──────── Entries shown
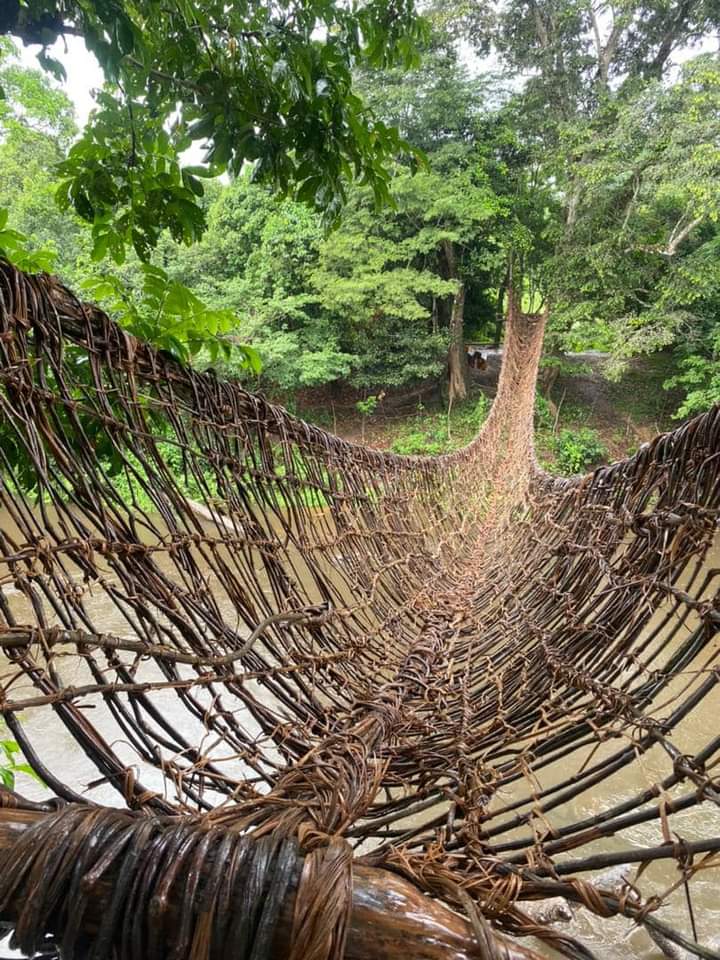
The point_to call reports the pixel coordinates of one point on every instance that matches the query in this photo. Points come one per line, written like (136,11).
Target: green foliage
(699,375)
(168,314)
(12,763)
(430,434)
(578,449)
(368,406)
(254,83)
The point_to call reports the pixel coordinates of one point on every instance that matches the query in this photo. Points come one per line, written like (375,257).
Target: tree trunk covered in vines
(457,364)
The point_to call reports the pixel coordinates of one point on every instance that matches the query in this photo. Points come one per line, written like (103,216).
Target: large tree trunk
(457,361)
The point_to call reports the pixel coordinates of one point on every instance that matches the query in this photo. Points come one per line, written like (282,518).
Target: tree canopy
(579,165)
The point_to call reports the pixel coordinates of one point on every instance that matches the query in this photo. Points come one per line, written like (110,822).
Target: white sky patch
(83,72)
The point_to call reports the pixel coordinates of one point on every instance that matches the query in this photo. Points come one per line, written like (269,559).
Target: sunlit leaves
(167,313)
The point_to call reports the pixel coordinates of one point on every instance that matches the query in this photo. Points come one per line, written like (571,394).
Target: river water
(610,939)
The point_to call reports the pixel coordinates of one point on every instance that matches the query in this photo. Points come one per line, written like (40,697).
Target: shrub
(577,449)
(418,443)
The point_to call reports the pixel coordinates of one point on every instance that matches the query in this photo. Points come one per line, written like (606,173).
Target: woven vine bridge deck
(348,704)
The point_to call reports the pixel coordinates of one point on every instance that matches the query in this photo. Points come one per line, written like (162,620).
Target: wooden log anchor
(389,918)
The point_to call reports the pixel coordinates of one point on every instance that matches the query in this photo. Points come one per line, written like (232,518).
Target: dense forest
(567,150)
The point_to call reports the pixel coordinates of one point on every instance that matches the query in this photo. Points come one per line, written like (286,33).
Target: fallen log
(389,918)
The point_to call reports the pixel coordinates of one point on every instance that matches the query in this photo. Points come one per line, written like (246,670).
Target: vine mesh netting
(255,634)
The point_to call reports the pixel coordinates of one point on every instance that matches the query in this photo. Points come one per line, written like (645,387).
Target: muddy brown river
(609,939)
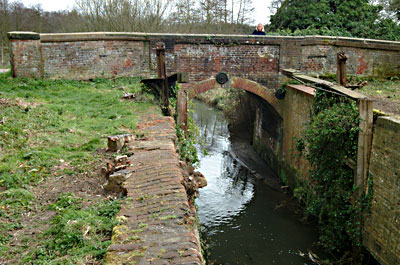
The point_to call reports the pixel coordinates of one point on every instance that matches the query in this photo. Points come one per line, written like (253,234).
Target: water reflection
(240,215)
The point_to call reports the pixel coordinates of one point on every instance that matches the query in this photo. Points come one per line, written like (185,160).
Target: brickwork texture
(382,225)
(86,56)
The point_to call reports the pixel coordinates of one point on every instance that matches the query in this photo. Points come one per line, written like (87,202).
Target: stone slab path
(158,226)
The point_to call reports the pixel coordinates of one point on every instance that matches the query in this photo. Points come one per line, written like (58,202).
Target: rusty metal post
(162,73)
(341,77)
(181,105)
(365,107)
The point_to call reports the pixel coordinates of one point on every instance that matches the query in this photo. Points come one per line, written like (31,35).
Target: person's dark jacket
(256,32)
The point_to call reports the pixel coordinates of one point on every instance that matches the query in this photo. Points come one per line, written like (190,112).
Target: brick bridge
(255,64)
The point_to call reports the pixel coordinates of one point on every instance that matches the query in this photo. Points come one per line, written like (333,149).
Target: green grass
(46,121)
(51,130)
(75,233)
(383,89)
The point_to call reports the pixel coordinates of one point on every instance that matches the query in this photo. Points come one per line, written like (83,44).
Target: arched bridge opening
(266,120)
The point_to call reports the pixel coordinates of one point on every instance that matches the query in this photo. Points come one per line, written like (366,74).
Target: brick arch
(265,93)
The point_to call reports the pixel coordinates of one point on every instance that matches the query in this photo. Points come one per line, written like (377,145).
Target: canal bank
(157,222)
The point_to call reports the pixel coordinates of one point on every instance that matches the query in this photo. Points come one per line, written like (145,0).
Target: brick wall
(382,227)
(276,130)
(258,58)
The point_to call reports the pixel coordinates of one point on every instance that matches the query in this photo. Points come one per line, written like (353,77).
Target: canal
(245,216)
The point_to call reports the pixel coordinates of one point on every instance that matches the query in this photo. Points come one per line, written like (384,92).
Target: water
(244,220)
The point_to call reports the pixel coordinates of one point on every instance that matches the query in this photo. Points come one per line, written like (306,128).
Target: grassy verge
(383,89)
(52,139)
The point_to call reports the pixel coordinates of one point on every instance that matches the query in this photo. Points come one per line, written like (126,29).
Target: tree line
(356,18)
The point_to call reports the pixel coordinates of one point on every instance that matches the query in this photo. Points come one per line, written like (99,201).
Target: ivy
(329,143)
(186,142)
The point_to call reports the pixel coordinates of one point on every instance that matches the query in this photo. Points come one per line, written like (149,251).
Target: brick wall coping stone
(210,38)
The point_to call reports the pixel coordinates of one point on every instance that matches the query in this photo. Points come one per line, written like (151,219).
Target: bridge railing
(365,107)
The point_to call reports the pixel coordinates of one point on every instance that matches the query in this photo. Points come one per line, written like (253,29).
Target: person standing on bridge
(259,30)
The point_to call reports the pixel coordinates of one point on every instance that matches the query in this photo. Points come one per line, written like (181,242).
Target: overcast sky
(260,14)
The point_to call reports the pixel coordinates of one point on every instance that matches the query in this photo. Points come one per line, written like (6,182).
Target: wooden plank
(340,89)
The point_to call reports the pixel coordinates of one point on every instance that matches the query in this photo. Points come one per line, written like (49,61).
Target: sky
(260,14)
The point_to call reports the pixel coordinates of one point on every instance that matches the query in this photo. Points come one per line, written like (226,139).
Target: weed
────────────────
──────── Entries shown
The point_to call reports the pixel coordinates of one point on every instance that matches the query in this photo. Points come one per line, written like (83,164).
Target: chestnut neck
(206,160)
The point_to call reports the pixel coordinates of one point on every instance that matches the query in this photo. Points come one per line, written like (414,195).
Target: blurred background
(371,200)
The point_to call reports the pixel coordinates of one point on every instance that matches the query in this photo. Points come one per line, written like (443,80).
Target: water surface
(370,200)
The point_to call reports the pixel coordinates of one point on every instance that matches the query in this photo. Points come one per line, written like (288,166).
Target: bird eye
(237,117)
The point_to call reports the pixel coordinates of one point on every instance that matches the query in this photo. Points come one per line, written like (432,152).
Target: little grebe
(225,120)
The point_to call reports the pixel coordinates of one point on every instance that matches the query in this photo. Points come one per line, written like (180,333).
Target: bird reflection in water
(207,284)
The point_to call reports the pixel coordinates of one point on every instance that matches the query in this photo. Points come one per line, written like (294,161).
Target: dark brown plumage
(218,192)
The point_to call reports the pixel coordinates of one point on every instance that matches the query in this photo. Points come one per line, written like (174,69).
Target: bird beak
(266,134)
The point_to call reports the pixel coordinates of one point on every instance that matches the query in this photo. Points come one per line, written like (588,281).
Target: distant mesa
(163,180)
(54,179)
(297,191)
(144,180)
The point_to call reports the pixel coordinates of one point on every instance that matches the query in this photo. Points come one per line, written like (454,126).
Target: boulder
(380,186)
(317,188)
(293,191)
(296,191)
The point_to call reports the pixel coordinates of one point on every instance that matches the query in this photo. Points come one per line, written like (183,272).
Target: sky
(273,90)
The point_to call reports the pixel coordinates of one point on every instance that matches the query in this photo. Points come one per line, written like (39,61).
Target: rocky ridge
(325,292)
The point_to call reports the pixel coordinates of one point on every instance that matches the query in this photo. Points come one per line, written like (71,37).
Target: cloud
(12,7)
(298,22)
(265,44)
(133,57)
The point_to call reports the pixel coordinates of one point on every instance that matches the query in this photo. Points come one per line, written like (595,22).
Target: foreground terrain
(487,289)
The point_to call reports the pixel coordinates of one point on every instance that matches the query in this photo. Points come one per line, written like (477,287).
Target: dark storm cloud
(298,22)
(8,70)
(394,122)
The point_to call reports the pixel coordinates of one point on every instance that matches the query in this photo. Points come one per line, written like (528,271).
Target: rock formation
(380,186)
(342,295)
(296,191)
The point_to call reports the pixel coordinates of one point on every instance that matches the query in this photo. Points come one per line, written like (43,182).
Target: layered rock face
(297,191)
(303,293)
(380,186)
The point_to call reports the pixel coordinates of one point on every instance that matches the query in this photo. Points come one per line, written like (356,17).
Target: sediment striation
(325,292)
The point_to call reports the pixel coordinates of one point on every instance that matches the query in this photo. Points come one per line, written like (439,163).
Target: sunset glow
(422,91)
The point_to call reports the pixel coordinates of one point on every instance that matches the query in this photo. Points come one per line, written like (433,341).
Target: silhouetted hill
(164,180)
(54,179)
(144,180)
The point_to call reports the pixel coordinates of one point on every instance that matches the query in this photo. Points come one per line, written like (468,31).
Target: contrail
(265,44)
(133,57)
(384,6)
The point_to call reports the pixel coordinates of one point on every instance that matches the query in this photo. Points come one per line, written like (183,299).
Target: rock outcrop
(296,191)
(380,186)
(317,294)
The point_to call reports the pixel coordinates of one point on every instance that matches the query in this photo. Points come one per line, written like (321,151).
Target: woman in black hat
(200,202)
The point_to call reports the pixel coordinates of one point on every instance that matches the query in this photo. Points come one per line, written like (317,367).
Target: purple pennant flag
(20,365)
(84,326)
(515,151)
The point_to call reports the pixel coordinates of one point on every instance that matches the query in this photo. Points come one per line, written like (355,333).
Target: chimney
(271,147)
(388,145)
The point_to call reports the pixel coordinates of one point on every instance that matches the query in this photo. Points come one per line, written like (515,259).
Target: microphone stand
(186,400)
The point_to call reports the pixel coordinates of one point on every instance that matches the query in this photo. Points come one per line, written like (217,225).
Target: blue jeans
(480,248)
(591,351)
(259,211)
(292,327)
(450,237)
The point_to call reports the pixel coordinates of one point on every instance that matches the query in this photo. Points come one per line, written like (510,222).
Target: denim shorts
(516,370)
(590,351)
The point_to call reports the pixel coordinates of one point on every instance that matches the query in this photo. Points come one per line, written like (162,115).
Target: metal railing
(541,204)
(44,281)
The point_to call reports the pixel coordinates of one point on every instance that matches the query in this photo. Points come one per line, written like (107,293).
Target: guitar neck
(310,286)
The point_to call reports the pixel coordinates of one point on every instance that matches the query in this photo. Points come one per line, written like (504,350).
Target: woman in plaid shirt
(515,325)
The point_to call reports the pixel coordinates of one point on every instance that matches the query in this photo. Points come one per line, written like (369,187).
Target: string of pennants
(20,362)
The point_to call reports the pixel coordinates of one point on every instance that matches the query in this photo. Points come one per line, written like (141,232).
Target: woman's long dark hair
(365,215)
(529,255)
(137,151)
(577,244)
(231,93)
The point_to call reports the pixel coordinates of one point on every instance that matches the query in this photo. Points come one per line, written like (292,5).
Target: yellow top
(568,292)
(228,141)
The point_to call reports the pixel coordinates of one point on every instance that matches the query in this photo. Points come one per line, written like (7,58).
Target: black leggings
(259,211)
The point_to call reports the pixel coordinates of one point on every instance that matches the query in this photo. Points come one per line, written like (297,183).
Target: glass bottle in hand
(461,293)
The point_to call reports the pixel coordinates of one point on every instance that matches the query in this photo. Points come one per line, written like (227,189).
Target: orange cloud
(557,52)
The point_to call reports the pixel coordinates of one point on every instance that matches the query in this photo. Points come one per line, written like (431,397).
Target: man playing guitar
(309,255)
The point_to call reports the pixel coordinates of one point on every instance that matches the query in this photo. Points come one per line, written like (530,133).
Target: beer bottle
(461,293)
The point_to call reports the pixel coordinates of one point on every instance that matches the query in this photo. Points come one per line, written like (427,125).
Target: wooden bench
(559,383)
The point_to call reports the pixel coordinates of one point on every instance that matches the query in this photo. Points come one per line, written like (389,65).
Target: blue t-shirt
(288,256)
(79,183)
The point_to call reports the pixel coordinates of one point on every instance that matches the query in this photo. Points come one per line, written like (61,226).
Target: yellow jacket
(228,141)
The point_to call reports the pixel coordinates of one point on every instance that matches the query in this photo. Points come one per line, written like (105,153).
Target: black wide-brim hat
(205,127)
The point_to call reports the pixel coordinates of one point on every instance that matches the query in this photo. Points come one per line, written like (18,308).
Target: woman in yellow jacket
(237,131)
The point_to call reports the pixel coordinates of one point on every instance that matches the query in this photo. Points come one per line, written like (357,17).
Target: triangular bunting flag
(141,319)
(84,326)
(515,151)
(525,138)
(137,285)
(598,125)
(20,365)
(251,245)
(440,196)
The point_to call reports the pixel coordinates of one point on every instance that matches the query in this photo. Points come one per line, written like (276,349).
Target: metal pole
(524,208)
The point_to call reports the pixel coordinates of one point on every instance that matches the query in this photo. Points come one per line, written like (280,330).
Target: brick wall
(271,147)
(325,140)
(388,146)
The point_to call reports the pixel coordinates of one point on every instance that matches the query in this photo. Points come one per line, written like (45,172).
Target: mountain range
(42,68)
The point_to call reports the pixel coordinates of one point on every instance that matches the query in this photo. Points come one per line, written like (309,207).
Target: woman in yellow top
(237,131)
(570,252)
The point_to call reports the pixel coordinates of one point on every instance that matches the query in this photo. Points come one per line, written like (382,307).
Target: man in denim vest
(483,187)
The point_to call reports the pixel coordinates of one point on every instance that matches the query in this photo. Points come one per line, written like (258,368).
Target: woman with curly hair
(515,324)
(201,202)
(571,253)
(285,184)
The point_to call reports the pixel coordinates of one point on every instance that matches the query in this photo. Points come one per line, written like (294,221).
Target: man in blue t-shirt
────────────────
• _Work instruction_
Look above for the line holding "written like (294,221).", then set down exactly that line and every line after it up to and including the line holding "Target: man in blue t-shirt", with nothing else.

• _Result for this exercise_
The point_to call reports the pixel coordinates of one point on every instance that matches the query in this photo. Points come one per line, written like (294,221).
Target: man in blue t-shirt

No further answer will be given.